▶ **Work task**
In full and without alteration, write out the records.

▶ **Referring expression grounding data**
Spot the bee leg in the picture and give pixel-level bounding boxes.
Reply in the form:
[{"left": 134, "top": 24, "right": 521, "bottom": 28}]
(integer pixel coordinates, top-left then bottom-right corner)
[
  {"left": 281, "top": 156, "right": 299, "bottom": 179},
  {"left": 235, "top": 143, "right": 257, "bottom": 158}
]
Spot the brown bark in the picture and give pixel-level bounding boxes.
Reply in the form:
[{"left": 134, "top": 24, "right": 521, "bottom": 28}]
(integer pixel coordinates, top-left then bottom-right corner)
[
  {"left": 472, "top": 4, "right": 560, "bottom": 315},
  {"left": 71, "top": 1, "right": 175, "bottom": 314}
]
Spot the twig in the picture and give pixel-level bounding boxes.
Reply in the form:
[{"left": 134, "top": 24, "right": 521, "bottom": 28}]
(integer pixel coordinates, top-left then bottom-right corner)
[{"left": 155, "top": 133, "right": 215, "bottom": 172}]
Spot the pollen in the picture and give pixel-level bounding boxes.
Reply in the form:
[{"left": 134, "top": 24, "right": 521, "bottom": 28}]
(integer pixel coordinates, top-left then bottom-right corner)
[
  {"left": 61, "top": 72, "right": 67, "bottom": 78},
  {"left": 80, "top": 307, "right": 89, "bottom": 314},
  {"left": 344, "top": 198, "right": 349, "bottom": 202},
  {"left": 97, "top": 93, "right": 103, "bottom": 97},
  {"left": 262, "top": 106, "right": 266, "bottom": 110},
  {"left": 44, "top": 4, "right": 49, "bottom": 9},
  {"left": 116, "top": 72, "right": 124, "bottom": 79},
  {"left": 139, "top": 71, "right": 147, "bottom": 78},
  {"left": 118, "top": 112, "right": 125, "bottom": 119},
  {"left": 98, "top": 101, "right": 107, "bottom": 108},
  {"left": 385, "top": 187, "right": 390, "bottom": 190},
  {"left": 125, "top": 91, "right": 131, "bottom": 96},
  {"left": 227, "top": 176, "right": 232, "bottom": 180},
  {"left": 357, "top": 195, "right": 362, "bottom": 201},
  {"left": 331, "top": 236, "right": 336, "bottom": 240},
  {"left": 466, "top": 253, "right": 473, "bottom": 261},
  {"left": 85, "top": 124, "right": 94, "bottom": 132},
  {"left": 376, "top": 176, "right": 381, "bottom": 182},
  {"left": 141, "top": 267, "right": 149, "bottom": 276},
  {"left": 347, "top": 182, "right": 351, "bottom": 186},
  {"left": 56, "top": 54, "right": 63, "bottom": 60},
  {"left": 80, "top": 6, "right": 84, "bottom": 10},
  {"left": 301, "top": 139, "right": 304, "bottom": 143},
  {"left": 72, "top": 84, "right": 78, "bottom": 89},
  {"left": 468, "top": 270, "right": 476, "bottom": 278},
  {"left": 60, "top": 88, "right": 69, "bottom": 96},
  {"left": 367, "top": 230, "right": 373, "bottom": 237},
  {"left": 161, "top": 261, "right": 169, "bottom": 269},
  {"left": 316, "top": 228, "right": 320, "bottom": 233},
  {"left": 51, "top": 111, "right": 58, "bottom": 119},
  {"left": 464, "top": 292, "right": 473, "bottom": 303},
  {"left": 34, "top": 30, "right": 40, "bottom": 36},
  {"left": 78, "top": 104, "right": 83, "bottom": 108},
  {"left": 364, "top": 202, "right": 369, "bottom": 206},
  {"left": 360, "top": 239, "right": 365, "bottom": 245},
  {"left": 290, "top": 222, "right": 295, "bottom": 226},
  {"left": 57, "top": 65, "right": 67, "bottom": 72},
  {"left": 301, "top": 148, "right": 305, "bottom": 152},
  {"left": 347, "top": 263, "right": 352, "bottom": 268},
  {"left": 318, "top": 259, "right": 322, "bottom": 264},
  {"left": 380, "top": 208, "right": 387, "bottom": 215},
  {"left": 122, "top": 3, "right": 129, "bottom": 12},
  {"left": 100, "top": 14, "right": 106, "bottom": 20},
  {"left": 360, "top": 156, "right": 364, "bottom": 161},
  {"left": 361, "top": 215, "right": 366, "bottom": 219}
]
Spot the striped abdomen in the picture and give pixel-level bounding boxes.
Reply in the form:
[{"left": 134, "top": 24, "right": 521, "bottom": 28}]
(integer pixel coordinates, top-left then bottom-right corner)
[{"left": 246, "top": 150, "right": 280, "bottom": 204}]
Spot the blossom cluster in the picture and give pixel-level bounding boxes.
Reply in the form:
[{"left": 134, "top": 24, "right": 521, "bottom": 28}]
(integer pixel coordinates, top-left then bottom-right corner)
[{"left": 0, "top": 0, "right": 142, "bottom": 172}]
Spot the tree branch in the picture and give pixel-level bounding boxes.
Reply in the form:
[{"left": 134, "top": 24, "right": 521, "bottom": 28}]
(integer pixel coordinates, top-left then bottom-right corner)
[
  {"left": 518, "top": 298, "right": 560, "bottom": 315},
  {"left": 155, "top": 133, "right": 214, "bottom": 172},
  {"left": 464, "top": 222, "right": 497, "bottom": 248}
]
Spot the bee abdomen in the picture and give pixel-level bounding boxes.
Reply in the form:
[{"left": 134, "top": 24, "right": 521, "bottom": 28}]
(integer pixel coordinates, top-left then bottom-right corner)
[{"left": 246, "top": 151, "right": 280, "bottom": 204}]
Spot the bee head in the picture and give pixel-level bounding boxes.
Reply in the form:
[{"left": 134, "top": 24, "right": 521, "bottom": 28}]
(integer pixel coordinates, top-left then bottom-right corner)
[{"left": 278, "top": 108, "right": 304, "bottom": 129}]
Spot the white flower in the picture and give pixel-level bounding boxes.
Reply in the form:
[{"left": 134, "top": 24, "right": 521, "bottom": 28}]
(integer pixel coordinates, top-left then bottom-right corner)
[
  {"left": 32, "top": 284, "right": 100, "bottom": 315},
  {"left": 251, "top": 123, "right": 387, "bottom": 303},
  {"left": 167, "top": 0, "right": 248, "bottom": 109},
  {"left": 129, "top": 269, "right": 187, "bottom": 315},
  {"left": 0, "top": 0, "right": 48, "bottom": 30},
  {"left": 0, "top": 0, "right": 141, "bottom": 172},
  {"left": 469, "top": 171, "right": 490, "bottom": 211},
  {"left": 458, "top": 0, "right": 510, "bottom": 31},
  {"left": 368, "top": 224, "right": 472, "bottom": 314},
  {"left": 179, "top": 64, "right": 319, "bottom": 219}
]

▶ **Result of this task**
Spot the bee leg in the picture and give pixel-level bounding boxes.
Reply in the form:
[{"left": 134, "top": 24, "right": 521, "bottom": 28}]
(integer pixel coordinates, top-left then bottom-right corner)
[
  {"left": 281, "top": 156, "right": 299, "bottom": 179},
  {"left": 235, "top": 143, "right": 257, "bottom": 158}
]
Spot the brown bark in the picture and give pixel-level bounding boxes.
Reply in the form:
[{"left": 134, "top": 24, "right": 521, "bottom": 28}]
(integer pixel coordinates, top-left then bottom-right corner)
[
  {"left": 472, "top": 4, "right": 560, "bottom": 315},
  {"left": 71, "top": 1, "right": 175, "bottom": 314}
]
Spot the twig in the picture and give pixel-level bounding boxes.
Reply in the form:
[{"left": 134, "top": 24, "right": 521, "bottom": 28}]
(integer pixel coordinates, top-left then bottom-right corner)
[{"left": 155, "top": 133, "right": 215, "bottom": 172}]
Spot the pollen in the picture and give pixel-level bounding boxes.
Reply in the form:
[{"left": 134, "top": 24, "right": 521, "bottom": 28}]
(integer pixel coordinates, top-left then bottom-right corner)
[
  {"left": 61, "top": 72, "right": 67, "bottom": 78},
  {"left": 80, "top": 307, "right": 89, "bottom": 314},
  {"left": 344, "top": 198, "right": 349, "bottom": 202},
  {"left": 97, "top": 93, "right": 103, "bottom": 97},
  {"left": 262, "top": 106, "right": 266, "bottom": 110},
  {"left": 44, "top": 4, "right": 49, "bottom": 9},
  {"left": 116, "top": 72, "right": 124, "bottom": 79},
  {"left": 139, "top": 71, "right": 147, "bottom": 78},
  {"left": 118, "top": 112, "right": 125, "bottom": 119},
  {"left": 98, "top": 101, "right": 107, "bottom": 108},
  {"left": 385, "top": 187, "right": 390, "bottom": 190},
  {"left": 125, "top": 91, "right": 131, "bottom": 96},
  {"left": 227, "top": 176, "right": 232, "bottom": 180},
  {"left": 357, "top": 195, "right": 362, "bottom": 201},
  {"left": 331, "top": 236, "right": 336, "bottom": 240},
  {"left": 466, "top": 253, "right": 473, "bottom": 261},
  {"left": 85, "top": 124, "right": 94, "bottom": 132},
  {"left": 376, "top": 176, "right": 381, "bottom": 182},
  {"left": 141, "top": 267, "right": 149, "bottom": 276},
  {"left": 347, "top": 182, "right": 351, "bottom": 186},
  {"left": 56, "top": 54, "right": 63, "bottom": 60},
  {"left": 80, "top": 6, "right": 84, "bottom": 10},
  {"left": 301, "top": 139, "right": 304, "bottom": 143},
  {"left": 72, "top": 84, "right": 78, "bottom": 89},
  {"left": 468, "top": 270, "right": 476, "bottom": 278},
  {"left": 60, "top": 88, "right": 69, "bottom": 96},
  {"left": 367, "top": 230, "right": 373, "bottom": 237},
  {"left": 161, "top": 261, "right": 169, "bottom": 269},
  {"left": 316, "top": 228, "right": 320, "bottom": 233},
  {"left": 51, "top": 111, "right": 58, "bottom": 119},
  {"left": 464, "top": 292, "right": 473, "bottom": 303},
  {"left": 34, "top": 30, "right": 40, "bottom": 36},
  {"left": 78, "top": 104, "right": 83, "bottom": 108},
  {"left": 364, "top": 202, "right": 369, "bottom": 206},
  {"left": 360, "top": 239, "right": 365, "bottom": 245},
  {"left": 290, "top": 222, "right": 295, "bottom": 226},
  {"left": 57, "top": 65, "right": 67, "bottom": 72},
  {"left": 301, "top": 148, "right": 305, "bottom": 152},
  {"left": 347, "top": 263, "right": 352, "bottom": 268},
  {"left": 318, "top": 259, "right": 322, "bottom": 264},
  {"left": 380, "top": 208, "right": 387, "bottom": 215},
  {"left": 122, "top": 3, "right": 129, "bottom": 12},
  {"left": 100, "top": 14, "right": 106, "bottom": 20},
  {"left": 360, "top": 156, "right": 364, "bottom": 161},
  {"left": 361, "top": 215, "right": 366, "bottom": 219}
]
Spot the striped abdomen in the picture and give pixel-level bounding boxes.
Reply in the form:
[{"left": 134, "top": 24, "right": 521, "bottom": 28}]
(integer pixel coordinates, top-left then bottom-right corner)
[{"left": 246, "top": 150, "right": 280, "bottom": 204}]
Spot the blossom cluster in the picture and give pixel-level bounding boxes.
Reply in the form:
[{"left": 134, "top": 24, "right": 521, "bottom": 28}]
(integer pixel coordinates, top-left then bottom-right corner)
[{"left": 0, "top": 0, "right": 142, "bottom": 172}]
Spot the tree branch in the picture and give pixel-level bounding boxes.
Reply in the form:
[{"left": 134, "top": 24, "right": 521, "bottom": 28}]
(integer pixel coordinates, top-left then bottom-right corner)
[
  {"left": 518, "top": 298, "right": 560, "bottom": 315},
  {"left": 155, "top": 133, "right": 214, "bottom": 172},
  {"left": 464, "top": 222, "right": 497, "bottom": 248}
]
Spot the bee abdomen in the picture and give pixel-level bounding boxes.
Reply in the form:
[{"left": 134, "top": 24, "right": 521, "bottom": 28}]
(integer pixel coordinates, top-left then bottom-right corner)
[{"left": 246, "top": 151, "right": 280, "bottom": 204}]
Spot the bee head in the picture and give pixel-level bounding boxes.
Reply in the form:
[{"left": 134, "top": 24, "right": 521, "bottom": 28}]
(integer pixel coordinates, top-left then bottom-right corner)
[{"left": 278, "top": 108, "right": 304, "bottom": 129}]
Spot the white flower in the picture and give pixel-level bounding boxes.
Reply in the form:
[{"left": 134, "top": 24, "right": 521, "bottom": 28}]
(integer pixel coordinates, top-left then bottom-right corner)
[
  {"left": 32, "top": 284, "right": 100, "bottom": 315},
  {"left": 251, "top": 123, "right": 387, "bottom": 303},
  {"left": 167, "top": 0, "right": 248, "bottom": 109},
  {"left": 129, "top": 269, "right": 187, "bottom": 315},
  {"left": 0, "top": 0, "right": 48, "bottom": 30},
  {"left": 0, "top": 0, "right": 141, "bottom": 172},
  {"left": 469, "top": 171, "right": 490, "bottom": 211},
  {"left": 458, "top": 0, "right": 510, "bottom": 31},
  {"left": 368, "top": 224, "right": 472, "bottom": 314},
  {"left": 179, "top": 64, "right": 319, "bottom": 219}
]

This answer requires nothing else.